____ Given data

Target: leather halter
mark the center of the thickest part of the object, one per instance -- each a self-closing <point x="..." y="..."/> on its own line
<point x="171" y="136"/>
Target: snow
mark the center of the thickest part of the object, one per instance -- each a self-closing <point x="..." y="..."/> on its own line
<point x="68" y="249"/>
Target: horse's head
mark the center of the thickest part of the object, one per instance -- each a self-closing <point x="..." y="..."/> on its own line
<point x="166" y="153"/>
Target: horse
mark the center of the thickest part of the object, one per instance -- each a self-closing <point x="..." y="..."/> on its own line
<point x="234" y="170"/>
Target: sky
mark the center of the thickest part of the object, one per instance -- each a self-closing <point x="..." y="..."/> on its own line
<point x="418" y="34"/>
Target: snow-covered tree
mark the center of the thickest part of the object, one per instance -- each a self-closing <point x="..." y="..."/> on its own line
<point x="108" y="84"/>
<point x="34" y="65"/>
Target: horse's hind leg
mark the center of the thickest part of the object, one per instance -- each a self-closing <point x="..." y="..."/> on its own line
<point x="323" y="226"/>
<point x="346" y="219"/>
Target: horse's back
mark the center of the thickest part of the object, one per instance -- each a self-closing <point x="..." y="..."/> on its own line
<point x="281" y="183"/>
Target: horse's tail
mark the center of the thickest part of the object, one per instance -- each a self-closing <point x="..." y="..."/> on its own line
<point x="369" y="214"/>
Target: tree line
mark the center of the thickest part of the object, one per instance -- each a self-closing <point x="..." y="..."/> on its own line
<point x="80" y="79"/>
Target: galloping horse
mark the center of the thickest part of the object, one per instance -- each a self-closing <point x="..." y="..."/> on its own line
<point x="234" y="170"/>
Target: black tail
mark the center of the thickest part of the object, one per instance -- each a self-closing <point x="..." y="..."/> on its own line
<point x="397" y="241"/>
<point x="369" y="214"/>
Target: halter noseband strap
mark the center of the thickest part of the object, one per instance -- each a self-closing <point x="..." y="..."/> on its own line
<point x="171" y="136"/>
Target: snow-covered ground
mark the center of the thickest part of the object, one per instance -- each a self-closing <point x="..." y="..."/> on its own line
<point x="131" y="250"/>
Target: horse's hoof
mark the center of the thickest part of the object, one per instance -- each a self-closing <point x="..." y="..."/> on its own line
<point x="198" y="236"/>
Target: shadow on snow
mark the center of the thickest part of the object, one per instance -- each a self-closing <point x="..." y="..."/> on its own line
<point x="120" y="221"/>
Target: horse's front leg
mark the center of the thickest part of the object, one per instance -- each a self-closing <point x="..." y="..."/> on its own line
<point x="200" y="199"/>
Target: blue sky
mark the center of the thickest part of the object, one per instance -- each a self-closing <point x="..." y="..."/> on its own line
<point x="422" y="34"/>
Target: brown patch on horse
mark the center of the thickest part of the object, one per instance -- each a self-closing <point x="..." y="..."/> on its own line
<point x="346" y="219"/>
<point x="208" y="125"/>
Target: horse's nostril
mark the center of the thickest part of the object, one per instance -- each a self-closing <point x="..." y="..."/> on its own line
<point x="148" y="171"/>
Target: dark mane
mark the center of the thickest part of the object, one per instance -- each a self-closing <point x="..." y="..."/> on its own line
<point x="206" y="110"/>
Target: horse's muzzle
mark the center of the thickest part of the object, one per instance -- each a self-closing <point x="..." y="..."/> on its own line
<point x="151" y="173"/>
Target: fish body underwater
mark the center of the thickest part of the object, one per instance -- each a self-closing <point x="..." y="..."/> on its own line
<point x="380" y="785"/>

________

→ Exercise: Output all preceding records character for character.

→ Result of this exercise:
Target: leather halter
mark the center of the thickest part of the object, one per instance -- each a self-closing <point x="..." y="..."/> on its own line
<point x="171" y="136"/>
Target: snow
mark the center of the thickest part of the object, one per instance -- each a self-closing <point x="..." y="..."/> on its own line
<point x="68" y="249"/>
Target: horse's head
mark the center of the thickest part of the object, one per instance -- each a self-closing <point x="..." y="..."/> on its own line
<point x="166" y="153"/>
Target: horse
mark the center of the thickest part of the object, one per instance -- each a self-closing <point x="..." y="..."/> on its own line
<point x="234" y="170"/>
Target: sky
mark the center of the thickest part of the object, one per instance -- each a self-closing <point x="..." y="..."/> on its own line
<point x="418" y="34"/>
Target: snow-covered tree
mark the center of the thickest part of the object, one per instance -- each a self-closing <point x="..." y="..."/> on its own line
<point x="108" y="84"/>
<point x="34" y="65"/>
Target: horse's hind leg
mark the center of the thickest part of the object, one per instance -- each a self-closing <point x="..." y="..."/> on its own line
<point x="323" y="226"/>
<point x="346" y="219"/>
Target: horse's back
mark the center of the thickest part of the object, one per instance -- each a self-closing <point x="..." y="..."/> on its own line
<point x="281" y="183"/>
Target: horse's tail
mark the center of the thickest part of the object, one per instance -- each a self-closing <point x="..." y="..."/> on its own line
<point x="369" y="214"/>
Target: tree line
mark the center of the thickest part of the object, one per instance -- each a self-closing <point x="..." y="..."/> on its own line
<point x="80" y="79"/>
Target: galloping horse
mark the center of the thickest part of the object, one per instance -- each a self-closing <point x="..." y="..."/> on its own line
<point x="234" y="170"/>
Target: black tail
mark the center of the thickest part of the object, one per instance -- each a self-closing <point x="..." y="..."/> on its own line
<point x="397" y="241"/>
<point x="369" y="214"/>
Target: halter noseband strap
mark the center of the thickest part of the object, one per instance -- each a self-closing <point x="..." y="..."/> on its own line
<point x="171" y="136"/>
Target: snow-covered ground
mark the center of the thickest part of the object, one per instance -- each a self-closing <point x="..." y="..."/> on its own line
<point x="131" y="250"/>
Target: horse's hoof
mark the center of the thickest part of the object, one per instance -- each a self-closing <point x="..." y="..."/> on its own line
<point x="198" y="236"/>
Target: shadow on snow
mark the center of the thickest part of the object, one per instance -- each a self-closing <point x="..." y="..."/> on its own line
<point x="120" y="221"/>
Target: horse's front leg
mark the center of the thickest part of the object, one per instance -- each a self-closing <point x="..." y="..."/> on its own line
<point x="200" y="199"/>
Target: blue sky
mark the center of the thickest part of the object, one per instance -- each a self-closing <point x="..." y="..."/> on its own line
<point x="422" y="34"/>
Target: brown patch on horse
mark the center of the thickest part of the object, one per instance -- each a self-closing <point x="..." y="..."/> on its own line
<point x="346" y="219"/>
<point x="208" y="125"/>
Target: horse's nostril
mark the center of the thickest part of the object, one per instance -- each a self-closing <point x="..." y="..."/> on its own line
<point x="148" y="171"/>
Target: dark mane
mark the center of the thickest part of the object, one per instance -- each a self-closing <point x="..." y="..."/> on its own line
<point x="206" y="110"/>
Target: horse's muzzle
mark the center of the thickest part of the object, one per instance -- each a self-closing <point x="..." y="..."/> on its own line
<point x="151" y="173"/>
Target: fish body underwater
mark the center of the thickest part of the object, one per instance -- each a self-closing <point x="..." y="..."/> on its own line
<point x="380" y="785"/>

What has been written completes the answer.